Top of STORED DATA
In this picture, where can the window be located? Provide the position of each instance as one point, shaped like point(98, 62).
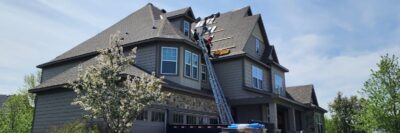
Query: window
point(186, 28)
point(169, 56)
point(195, 65)
point(213, 120)
point(202, 120)
point(188, 63)
point(279, 89)
point(257, 79)
point(203, 73)
point(191, 65)
point(157, 116)
point(142, 116)
point(257, 46)
point(200, 23)
point(318, 122)
point(191, 119)
point(177, 118)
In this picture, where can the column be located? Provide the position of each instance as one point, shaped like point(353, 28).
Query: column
point(292, 119)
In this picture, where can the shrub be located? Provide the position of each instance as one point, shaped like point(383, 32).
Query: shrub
point(77, 126)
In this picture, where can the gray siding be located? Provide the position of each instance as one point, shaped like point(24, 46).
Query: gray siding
point(146, 58)
point(50, 72)
point(180, 78)
point(276, 70)
point(248, 75)
point(250, 47)
point(248, 112)
point(230, 76)
point(54, 108)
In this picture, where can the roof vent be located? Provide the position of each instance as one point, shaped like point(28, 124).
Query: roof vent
point(163, 11)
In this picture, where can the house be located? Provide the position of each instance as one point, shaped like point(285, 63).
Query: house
point(251, 76)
Bottom of STORED DATA
### EXERCISE REQUIREMENTS
Output a precise copy of the entries, leaving the images out.

### SOLUTION TO THIS PROBLEM
In this picture, where can the window be located? Provide the position of each instance as one point, shaped like point(98, 62).
Query: window
point(186, 28)
point(169, 56)
point(195, 65)
point(213, 120)
point(202, 120)
point(188, 63)
point(279, 89)
point(257, 79)
point(203, 73)
point(191, 65)
point(157, 116)
point(142, 116)
point(257, 46)
point(200, 23)
point(318, 122)
point(191, 119)
point(177, 118)
In this picture, where can the column be located? Provide the position of each instance as one point, shaped like point(353, 28).
Query: column
point(292, 119)
In this picture, where can the shrub be located? Provide the position of each instance as one point, shaped like point(383, 32).
Query: shrub
point(77, 126)
In this picture, where can the gray siding be located? Provide the position of each instance as one point, shaped like point(24, 46).
Query: gray siding
point(146, 58)
point(50, 72)
point(180, 78)
point(276, 70)
point(248, 75)
point(250, 47)
point(248, 112)
point(230, 76)
point(54, 108)
In this picture, where can the roof vent be located? Provide the position of each instance as one point, shaped like point(28, 124).
Query: roof vent
point(163, 11)
In this picture, where can the house be located? Provide the position of each instance as one point, shaped like point(285, 63).
Query: house
point(251, 76)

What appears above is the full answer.